● Task item
All lines in the records below that hold "boat" are to be shown.

● The input
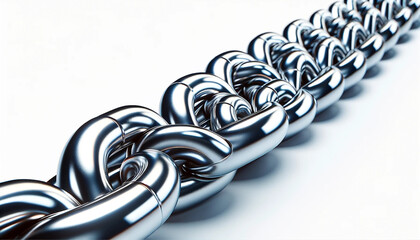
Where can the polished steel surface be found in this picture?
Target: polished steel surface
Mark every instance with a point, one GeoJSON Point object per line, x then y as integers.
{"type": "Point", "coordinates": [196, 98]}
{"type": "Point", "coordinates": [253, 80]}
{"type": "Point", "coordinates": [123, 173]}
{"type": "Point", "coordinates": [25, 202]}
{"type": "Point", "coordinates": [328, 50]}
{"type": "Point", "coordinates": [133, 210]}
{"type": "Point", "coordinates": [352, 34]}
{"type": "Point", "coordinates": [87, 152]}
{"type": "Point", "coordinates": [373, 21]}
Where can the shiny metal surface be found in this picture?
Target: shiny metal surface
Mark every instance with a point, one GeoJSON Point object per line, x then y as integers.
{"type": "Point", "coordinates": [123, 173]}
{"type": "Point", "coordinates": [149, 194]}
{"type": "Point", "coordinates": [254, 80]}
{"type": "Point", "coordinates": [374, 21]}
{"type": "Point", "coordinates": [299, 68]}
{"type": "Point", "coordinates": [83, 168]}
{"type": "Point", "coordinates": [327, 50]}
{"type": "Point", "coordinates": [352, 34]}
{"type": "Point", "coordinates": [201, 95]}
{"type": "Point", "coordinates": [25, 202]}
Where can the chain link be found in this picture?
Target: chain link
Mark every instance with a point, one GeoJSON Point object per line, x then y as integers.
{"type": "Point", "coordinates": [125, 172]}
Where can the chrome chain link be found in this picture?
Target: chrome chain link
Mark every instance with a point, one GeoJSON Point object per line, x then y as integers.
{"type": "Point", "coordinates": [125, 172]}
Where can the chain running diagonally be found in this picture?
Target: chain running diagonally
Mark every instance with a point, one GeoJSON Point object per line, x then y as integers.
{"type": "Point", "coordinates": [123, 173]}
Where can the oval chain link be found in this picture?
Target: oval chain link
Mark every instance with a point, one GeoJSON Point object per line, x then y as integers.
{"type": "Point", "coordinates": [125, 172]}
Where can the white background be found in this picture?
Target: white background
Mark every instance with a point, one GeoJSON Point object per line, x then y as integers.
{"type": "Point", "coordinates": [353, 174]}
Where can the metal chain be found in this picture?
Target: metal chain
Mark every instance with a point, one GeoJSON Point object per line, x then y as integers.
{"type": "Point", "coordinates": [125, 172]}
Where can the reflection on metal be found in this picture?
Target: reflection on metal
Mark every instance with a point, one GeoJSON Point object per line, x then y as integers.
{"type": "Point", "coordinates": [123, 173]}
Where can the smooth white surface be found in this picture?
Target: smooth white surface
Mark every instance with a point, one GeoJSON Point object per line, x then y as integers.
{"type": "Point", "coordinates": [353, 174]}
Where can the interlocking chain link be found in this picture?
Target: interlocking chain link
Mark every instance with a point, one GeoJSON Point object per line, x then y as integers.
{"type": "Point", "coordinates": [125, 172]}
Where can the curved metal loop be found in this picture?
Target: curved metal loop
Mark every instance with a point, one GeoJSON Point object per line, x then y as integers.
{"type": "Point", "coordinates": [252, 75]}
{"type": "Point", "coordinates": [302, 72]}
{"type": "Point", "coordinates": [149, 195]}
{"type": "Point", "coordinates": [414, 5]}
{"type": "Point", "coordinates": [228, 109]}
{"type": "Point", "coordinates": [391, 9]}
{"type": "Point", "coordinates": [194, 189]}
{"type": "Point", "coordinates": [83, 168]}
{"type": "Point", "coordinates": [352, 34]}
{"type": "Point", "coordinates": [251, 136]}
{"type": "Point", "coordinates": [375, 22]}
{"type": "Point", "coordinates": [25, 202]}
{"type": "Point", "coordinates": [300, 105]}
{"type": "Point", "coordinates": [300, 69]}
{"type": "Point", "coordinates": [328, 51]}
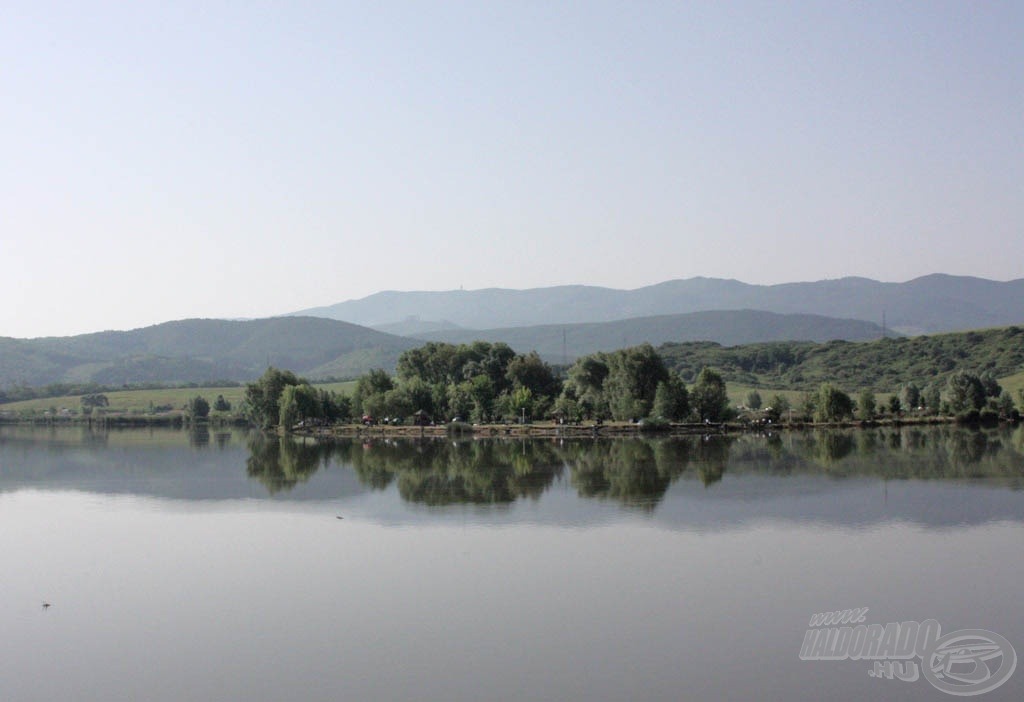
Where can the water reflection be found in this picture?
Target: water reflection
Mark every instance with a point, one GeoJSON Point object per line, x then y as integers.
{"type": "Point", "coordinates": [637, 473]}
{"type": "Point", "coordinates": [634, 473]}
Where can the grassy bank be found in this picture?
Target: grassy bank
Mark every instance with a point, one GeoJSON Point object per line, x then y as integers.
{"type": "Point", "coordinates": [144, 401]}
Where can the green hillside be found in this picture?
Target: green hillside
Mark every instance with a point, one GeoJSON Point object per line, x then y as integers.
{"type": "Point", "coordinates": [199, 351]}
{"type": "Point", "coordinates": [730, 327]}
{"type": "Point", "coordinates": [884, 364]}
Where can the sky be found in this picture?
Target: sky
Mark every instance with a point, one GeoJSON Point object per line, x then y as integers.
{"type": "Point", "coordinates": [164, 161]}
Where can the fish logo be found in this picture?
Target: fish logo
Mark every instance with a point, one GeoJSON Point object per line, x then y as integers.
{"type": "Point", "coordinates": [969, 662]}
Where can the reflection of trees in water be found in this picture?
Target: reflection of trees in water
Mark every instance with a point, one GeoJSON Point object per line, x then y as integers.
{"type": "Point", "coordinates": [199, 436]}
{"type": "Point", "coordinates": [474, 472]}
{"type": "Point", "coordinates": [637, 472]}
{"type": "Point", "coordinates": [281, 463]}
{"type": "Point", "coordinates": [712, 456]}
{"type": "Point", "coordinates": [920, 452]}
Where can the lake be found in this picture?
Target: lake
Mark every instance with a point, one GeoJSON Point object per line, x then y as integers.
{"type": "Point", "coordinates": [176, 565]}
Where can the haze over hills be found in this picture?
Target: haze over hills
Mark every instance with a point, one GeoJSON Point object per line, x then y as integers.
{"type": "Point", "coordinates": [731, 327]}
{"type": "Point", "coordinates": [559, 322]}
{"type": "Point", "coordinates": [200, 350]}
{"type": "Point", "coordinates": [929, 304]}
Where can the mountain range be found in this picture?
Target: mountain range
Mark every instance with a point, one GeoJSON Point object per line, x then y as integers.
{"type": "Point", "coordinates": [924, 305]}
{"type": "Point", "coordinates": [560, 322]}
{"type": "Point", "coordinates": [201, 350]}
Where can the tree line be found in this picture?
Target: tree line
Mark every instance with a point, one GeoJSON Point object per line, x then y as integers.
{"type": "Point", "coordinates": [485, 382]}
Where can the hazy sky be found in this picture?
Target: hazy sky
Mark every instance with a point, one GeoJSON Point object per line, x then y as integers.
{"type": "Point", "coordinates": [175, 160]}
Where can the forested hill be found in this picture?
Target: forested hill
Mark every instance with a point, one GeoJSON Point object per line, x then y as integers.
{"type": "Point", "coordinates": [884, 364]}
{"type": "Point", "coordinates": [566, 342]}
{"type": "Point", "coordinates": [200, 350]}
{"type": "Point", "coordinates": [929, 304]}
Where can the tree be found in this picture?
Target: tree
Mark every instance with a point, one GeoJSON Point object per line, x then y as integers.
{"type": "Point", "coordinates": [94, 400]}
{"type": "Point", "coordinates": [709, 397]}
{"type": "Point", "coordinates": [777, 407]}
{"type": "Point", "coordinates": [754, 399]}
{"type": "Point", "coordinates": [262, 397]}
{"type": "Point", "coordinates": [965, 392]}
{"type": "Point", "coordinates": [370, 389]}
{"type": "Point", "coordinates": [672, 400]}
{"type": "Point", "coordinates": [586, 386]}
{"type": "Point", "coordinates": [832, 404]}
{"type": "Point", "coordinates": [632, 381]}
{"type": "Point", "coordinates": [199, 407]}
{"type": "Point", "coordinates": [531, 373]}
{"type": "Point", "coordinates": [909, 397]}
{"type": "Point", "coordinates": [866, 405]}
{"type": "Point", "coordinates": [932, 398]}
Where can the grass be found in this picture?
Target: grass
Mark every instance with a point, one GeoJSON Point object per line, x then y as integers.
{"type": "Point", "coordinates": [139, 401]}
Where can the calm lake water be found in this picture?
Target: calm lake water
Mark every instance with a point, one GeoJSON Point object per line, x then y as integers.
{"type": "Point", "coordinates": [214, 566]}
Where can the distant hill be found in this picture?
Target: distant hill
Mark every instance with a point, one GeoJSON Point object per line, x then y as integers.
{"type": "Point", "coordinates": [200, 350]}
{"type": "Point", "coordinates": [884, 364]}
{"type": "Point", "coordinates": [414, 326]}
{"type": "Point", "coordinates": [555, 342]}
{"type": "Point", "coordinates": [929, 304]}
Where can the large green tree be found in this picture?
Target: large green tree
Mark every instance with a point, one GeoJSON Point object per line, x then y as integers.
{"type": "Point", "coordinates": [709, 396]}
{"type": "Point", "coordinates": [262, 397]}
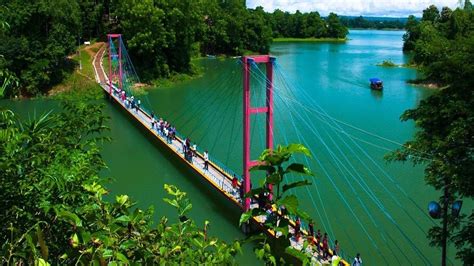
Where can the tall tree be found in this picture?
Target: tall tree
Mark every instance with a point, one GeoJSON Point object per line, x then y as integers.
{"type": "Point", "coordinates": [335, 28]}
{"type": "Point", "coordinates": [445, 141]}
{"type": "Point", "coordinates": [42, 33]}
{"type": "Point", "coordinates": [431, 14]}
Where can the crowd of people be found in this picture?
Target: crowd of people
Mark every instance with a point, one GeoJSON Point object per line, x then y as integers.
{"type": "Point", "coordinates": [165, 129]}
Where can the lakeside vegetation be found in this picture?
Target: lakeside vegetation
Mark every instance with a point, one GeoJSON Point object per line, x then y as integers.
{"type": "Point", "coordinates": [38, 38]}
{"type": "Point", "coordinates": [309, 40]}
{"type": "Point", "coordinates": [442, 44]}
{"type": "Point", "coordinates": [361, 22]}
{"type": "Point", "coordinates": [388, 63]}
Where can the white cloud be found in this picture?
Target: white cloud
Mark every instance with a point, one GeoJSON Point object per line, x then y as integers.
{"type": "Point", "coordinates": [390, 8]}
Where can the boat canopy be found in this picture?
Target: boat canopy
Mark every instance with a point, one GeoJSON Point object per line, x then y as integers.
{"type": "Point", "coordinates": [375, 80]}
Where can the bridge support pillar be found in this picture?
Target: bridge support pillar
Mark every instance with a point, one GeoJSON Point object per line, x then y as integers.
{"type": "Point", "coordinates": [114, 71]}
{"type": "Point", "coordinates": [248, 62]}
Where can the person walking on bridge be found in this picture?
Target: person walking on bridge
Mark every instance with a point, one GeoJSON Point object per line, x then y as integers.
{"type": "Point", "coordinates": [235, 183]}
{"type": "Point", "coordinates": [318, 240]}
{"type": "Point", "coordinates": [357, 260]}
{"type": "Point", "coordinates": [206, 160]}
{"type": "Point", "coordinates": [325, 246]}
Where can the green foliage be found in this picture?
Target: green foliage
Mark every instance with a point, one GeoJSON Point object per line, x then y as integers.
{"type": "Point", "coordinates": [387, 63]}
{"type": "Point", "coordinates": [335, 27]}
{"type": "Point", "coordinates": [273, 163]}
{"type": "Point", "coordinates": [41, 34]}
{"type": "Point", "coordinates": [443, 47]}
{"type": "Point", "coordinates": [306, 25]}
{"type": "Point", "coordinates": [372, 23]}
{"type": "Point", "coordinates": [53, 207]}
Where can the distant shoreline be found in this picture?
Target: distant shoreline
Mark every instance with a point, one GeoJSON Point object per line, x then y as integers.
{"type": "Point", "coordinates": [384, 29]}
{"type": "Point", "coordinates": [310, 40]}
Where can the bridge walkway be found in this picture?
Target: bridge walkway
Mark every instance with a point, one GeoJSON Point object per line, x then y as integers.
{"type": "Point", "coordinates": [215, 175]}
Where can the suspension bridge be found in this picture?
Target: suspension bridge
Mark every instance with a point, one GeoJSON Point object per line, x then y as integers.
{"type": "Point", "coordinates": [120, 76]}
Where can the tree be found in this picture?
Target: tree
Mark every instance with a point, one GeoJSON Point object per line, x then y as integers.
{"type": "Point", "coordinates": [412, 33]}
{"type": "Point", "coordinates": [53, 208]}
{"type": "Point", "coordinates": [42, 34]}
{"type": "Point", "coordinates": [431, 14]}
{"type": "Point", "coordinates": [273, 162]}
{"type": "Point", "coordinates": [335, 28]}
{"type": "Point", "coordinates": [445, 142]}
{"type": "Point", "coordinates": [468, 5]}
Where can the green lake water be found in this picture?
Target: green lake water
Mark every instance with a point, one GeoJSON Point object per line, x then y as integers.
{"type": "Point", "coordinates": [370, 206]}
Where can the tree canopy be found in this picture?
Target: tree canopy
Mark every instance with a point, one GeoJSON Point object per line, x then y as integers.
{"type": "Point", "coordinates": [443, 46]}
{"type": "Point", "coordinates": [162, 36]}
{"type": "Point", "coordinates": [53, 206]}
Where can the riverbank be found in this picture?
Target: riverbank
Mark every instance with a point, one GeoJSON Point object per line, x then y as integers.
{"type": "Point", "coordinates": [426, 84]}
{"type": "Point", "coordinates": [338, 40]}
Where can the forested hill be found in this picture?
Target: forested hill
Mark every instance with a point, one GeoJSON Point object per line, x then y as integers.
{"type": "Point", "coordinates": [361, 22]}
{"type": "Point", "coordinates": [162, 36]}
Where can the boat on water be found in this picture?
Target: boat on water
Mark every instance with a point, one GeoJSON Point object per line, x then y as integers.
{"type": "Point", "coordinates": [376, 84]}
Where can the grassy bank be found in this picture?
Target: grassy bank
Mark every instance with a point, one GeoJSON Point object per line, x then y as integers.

● Completed exercise
Where can the boat canopy be found in this picture?
Target: boat canopy
Where can the boat on water be found in this picture?
Target: boat on water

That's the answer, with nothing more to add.